INSTRUCTION:
Substitute "coarse" for every occurrence of "rough" in the data below, and repeat the data with nothing else altered.

- - -

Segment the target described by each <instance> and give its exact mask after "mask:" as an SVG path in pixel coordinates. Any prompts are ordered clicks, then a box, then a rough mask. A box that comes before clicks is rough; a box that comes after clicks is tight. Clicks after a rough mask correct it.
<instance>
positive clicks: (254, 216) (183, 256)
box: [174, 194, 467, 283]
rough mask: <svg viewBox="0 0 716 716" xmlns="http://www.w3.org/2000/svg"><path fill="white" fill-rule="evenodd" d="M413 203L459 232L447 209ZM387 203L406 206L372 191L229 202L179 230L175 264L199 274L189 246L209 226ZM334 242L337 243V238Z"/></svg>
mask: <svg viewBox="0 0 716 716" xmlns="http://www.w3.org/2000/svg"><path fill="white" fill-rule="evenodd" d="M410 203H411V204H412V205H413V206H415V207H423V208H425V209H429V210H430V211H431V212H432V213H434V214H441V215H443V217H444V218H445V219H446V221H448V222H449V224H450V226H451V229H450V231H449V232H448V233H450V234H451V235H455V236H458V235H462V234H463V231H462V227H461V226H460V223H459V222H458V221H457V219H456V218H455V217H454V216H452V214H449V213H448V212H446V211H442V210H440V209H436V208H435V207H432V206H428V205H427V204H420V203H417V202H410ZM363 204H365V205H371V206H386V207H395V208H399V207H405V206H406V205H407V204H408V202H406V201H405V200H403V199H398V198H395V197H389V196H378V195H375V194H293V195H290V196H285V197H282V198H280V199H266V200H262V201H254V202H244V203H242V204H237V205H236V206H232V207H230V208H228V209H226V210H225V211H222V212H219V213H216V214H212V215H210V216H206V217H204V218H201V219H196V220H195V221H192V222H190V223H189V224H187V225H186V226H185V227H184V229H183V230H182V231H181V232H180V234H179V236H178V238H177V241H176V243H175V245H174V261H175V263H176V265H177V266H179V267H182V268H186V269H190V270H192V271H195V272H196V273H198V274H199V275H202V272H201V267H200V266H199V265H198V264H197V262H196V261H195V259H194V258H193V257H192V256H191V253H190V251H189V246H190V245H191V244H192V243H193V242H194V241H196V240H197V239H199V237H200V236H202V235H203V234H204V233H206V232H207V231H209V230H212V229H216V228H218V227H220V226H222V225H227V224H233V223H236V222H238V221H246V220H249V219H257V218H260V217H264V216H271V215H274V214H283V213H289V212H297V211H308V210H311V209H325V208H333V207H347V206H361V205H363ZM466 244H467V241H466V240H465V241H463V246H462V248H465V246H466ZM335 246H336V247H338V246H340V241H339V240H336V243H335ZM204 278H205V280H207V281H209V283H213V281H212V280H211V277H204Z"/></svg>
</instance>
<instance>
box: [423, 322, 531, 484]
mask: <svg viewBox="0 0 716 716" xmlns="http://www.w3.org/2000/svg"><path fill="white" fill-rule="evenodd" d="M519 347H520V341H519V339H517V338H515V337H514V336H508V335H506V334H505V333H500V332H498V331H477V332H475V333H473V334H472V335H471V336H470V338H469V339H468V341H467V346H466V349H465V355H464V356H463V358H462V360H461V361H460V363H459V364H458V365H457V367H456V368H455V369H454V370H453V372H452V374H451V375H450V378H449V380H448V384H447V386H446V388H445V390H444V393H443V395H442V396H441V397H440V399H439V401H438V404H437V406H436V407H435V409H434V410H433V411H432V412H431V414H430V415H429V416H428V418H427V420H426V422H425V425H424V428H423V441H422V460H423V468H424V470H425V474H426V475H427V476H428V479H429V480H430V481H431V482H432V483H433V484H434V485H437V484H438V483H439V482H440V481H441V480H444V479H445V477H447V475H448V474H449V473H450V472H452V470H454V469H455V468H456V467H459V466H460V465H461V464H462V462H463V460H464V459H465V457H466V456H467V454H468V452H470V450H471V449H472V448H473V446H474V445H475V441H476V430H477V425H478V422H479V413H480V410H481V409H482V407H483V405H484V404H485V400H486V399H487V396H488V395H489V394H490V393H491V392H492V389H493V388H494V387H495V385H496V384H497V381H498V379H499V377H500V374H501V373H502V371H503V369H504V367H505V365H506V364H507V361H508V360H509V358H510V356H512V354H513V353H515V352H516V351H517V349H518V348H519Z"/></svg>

- - -

WRITTEN RESPONSE:
Segment the target described by each <instance> and give its exact mask after "mask:" as an SVG path in pixel coordinates. Any prompts are ordered clicks, then a box, then a coarse mask. A box that comes before clicks is coarse; a box that comes after clicks is tight. Clicks after a coarse mask correct it.
<instance>
positive clicks: (254, 216) (183, 256)
box: [174, 194, 467, 283]
coarse mask: <svg viewBox="0 0 716 716" xmlns="http://www.w3.org/2000/svg"><path fill="white" fill-rule="evenodd" d="M413 203L459 232L447 209ZM387 203L406 206L372 191L229 202L179 230L175 264L199 274L189 246L209 226ZM334 242L337 243V238Z"/></svg>
mask: <svg viewBox="0 0 716 716" xmlns="http://www.w3.org/2000/svg"><path fill="white" fill-rule="evenodd" d="M410 203H411V204H412V205H413V206H415V207H423V208H425V209H429V210H430V211H431V212H432V213H434V214H441V215H443V217H444V218H445V219H446V221H448V222H449V224H450V226H451V229H450V231H449V232H448V233H450V234H451V235H455V236H458V235H462V234H463V231H462V227H461V226H460V223H459V222H458V221H457V219H456V218H455V217H454V216H452V214H449V213H448V212H446V211H442V210H440V209H436V208H435V207H432V206H428V205H427V204H420V203H417V202H410ZM363 204H365V205H371V206H386V207H395V208H399V207H405V206H406V205H407V204H408V202H406V201H405V200H403V199H398V198H395V197H389V196H378V195H375V194H293V195H290V196H285V197H282V198H280V199H266V200H262V201H254V202H244V203H242V204H237V205H236V206H232V207H230V208H228V209H226V210H225V211H222V212H219V213H216V214H212V215H210V216H206V217H204V218H201V219H196V220H195V221H192V222H190V223H189V224H187V225H186V226H185V227H184V229H183V230H182V231H181V232H180V234H179V236H178V238H177V241H176V243H175V245H174V261H175V263H176V265H177V266H179V267H182V268H186V269H190V270H192V271H195V272H196V273H198V274H199V275H202V272H201V267H200V266H199V265H198V264H197V262H196V261H195V259H194V258H193V257H192V256H191V253H190V251H189V246H190V245H191V244H192V243H193V242H194V241H196V240H197V239H199V237H200V236H202V235H203V234H204V233H206V232H207V231H209V230H212V229H216V228H218V227H220V226H222V225H227V224H233V223H236V222H238V221H246V220H249V219H257V218H260V217H264V216H271V215H274V214H283V213H289V212H297V211H308V210H311V209H325V208H333V207H347V206H361V205H363ZM466 244H467V241H466V240H465V241H463V246H462V248H465V246H466ZM335 246H336V247H338V246H340V241H339V240H336V243H335ZM204 278H205V280H207V281H209V283H213V281H212V280H211V277H204Z"/></svg>
</instance>
<instance>
box: [423, 322, 531, 484]
mask: <svg viewBox="0 0 716 716" xmlns="http://www.w3.org/2000/svg"><path fill="white" fill-rule="evenodd" d="M519 347H520V341H519V339H517V338H515V337H514V336H508V335H506V334H505V333H500V332H498V331H477V332H475V333H473V334H472V335H471V336H470V338H469V339H468V341H467V346H466V349H465V355H464V356H463V358H462V360H461V361H460V363H459V364H458V365H457V367H456V368H455V369H454V370H453V372H452V374H451V375H450V378H449V380H448V384H447V386H446V388H445V390H444V393H443V395H442V396H441V397H440V399H439V401H438V404H437V406H436V407H435V409H434V410H433V411H432V412H431V414H430V415H429V416H428V418H427V420H426V422H425V425H424V428H423V441H422V460H423V468H424V470H425V474H426V475H427V476H428V479H429V480H430V481H431V482H432V483H433V484H434V485H437V484H438V483H439V482H440V481H441V480H444V479H445V477H447V475H448V474H449V473H450V472H452V470H454V469H455V468H456V467H459V466H460V465H461V464H462V462H463V460H464V459H465V457H466V456H467V454H468V452H470V450H471V449H472V448H473V446H474V445H475V441H476V430H477V425H478V422H479V413H480V410H481V409H482V407H483V405H484V404H485V400H486V399H487V396H488V395H489V394H490V393H491V392H492V389H493V388H494V387H495V385H496V384H497V381H498V379H499V377H500V374H501V373H502V371H503V369H504V367H505V365H506V364H507V361H508V360H509V358H510V356H512V354H513V353H515V352H516V351H517V349H518V348H519Z"/></svg>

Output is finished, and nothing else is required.